Problem statement>
Pull out each line in the rows below that contains the word "work", and copy every such line in full.
====== Given entries
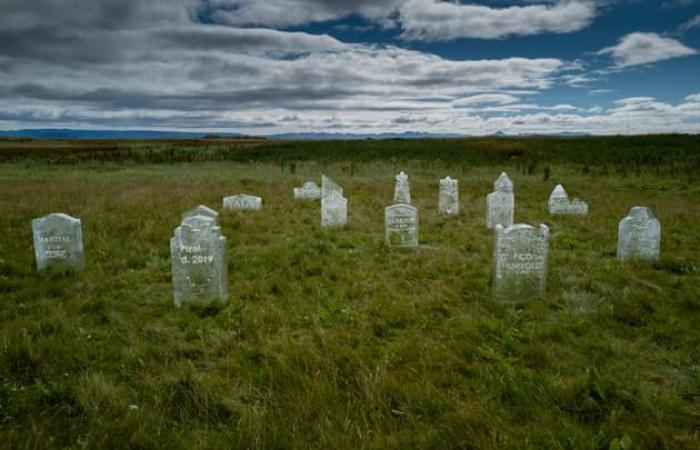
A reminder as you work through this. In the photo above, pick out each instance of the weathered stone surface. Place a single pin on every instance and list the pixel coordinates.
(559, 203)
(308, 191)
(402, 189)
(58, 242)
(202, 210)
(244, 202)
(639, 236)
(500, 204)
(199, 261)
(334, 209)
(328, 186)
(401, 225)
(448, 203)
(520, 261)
============
====== Given entries
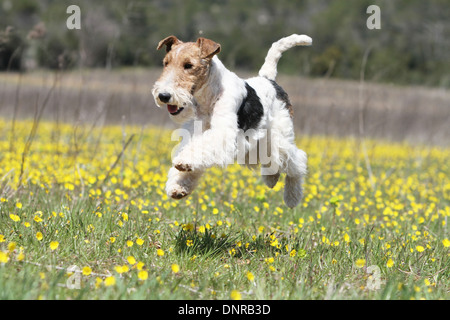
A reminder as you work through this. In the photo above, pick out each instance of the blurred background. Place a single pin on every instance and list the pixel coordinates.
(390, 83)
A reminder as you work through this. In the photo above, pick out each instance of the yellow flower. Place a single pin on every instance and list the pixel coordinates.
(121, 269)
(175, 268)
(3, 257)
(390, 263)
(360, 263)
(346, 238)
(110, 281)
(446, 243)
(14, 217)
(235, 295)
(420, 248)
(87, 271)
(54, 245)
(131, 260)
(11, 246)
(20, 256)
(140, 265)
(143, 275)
============
Finished exercise>
A reminder as you work through this. In the photo above, pick out each instance of the weathered stone surface. Place a single pin on every instance and list the pixel coordinates.
A reminder as you work through this. In the photo above, pick out each instance of the blurred background. Place a single pin on every instance and list the pixel coordinates.
A reminder as you work through this. In the photo above, pick out each instance of the yellow flower. Place a single pin on every instance and list the pixel coordinates.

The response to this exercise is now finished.